(Exercise passage Opens)

Site icon Vanguard

Don’t condemn the rioters

Riot officers form a line against protesters during the Baltimore demonstrations in 2015. Voice of America News/Public Domain

A couple weeks ago, Baltimore saw a series of protests and riots, and I saw comments across the Internet and on cable news about how “they’re just destroying their community,” or how “white people don’t riot like black people do.” I’ve seen people claim that rioting accomplishes nothing or that nonviolent methods and working with the system are the only way to change things. But these claims don’t hold up very well when compared to the actual history of the nation.

America has a long, long history of riots and violence, both justified and unjustified. We came to be a nation through a violent revolution. Shays’ Rebellion was an armed uprising led by working-class people from rural Massachusetts. They were trying to avoid debtor prisons, and they rallied against the rich governor and oppressive debt courts. The rebellion led to the end of debtors’ prisons, among other important financial reforms, and inspired Thomas Jefferson to write in a letter to a friend, “The tree of liberty must be refreshed from time to time with the blood of patriots and tyrants.”

We celebrate May 1 as International Workers’ Day in commemoration of the Haymarket affair in Chicago, a brutal encounter between police and workers organizing for the eight-hour work day. The Haymarket affair triggered a wave of anti-labor crackdowns, but it was also a definitive moment for the labor movement.

The Stonewall riots were a violent reaction to police raids against gay and transgender bars. Stonewall showed America at large that queer people were done staying in hiding, and it was one of the first steps in building a queer movement.

Outlets like Fox News like to call the things that happened in Baltimore and Ferguson race riots. Let’s talk about the term race riots. Typically, that term is used to describe mass race-on-race violence, like when Anglo-Saxon Protestants attacked Irish Catholic immigrants in New York and New England in the early 1800s, or when white vigilantes attacked Irish, Latino and Chinese immigrants in San Francisco in the 1850s, or when working-class white people burned down part of New York City while attacking black citizens in 1863 in response to the draft. Another great example of a race riot comes from 1923, when white mobs destroyed the Greenwood district of Tulsa, referred to as “Black Wall Street.”

(Exercise passage Closes)

▶ **Work order 1**
List every individual year that the riots article gives as a four-digit number.
▶ **Work order 2**
Copy the riots article word for word from "We celebrate May" to "the labor movement.".
Rely only on the riots article to answer.

(Material provided Opens)

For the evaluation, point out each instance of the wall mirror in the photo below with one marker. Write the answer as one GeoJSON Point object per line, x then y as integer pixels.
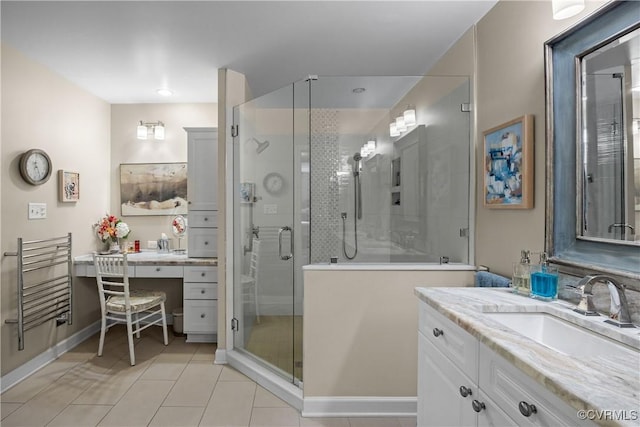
{"type": "Point", "coordinates": [592, 151]}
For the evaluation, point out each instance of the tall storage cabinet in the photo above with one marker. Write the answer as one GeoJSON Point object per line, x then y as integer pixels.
{"type": "Point", "coordinates": [202, 154]}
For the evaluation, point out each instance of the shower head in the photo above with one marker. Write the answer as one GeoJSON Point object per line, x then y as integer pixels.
{"type": "Point", "coordinates": [261, 145]}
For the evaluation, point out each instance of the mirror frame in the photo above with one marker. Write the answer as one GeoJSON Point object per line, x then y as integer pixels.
{"type": "Point", "coordinates": [562, 57]}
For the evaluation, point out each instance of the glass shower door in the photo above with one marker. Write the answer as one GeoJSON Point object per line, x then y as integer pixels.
{"type": "Point", "coordinates": [267, 319]}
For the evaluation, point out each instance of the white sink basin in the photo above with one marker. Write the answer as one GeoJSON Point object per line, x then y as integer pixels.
{"type": "Point", "coordinates": [562, 336]}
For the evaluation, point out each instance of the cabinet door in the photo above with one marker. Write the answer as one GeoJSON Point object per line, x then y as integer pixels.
{"type": "Point", "coordinates": [440, 399]}
{"type": "Point", "coordinates": [202, 172]}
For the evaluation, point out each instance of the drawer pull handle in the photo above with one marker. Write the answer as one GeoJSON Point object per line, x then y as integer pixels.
{"type": "Point", "coordinates": [527, 409]}
{"type": "Point", "coordinates": [465, 391]}
{"type": "Point", "coordinates": [477, 405]}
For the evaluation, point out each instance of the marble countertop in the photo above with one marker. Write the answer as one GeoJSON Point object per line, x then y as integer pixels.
{"type": "Point", "coordinates": [586, 382]}
{"type": "Point", "coordinates": [154, 258]}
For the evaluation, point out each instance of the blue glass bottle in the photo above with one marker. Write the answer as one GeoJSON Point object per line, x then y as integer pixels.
{"type": "Point", "coordinates": [544, 281]}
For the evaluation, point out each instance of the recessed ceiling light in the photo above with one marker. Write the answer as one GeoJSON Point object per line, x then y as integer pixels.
{"type": "Point", "coordinates": [164, 92]}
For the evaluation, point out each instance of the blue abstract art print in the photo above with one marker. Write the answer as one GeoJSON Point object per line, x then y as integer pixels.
{"type": "Point", "coordinates": [508, 165]}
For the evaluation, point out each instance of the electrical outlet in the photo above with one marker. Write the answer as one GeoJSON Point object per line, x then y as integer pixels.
{"type": "Point", "coordinates": [37, 210]}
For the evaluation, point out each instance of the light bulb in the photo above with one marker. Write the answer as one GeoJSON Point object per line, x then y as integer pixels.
{"type": "Point", "coordinates": [142, 131]}
{"type": "Point", "coordinates": [393, 130]}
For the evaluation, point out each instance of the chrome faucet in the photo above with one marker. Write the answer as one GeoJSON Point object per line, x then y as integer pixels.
{"type": "Point", "coordinates": [621, 317]}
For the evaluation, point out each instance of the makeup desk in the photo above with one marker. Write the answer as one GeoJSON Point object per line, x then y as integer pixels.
{"type": "Point", "coordinates": [199, 285]}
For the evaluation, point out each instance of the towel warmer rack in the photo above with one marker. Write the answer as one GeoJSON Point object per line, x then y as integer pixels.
{"type": "Point", "coordinates": [44, 283]}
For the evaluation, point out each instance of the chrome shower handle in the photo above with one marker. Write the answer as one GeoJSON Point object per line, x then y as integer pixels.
{"type": "Point", "coordinates": [290, 254]}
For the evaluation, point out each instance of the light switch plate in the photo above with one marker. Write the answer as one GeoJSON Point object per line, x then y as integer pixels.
{"type": "Point", "coordinates": [37, 210]}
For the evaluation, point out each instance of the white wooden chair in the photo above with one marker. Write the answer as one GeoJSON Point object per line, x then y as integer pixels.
{"type": "Point", "coordinates": [250, 281]}
{"type": "Point", "coordinates": [119, 303]}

(Material provided Closes)

▶ **Worked solution 1**
2015, 1863, 1923

▶ **Worked solution 2**
We celebrate May 1 as International Workers’ Day in commemoration of the Haymarket affair in Chicago, a brutal encounter between police and workers organizing for the eight-hour work day. The Haymarket affair triggered a wave of anti-labor crackdowns, but it was also a definitive moment for the labor movement.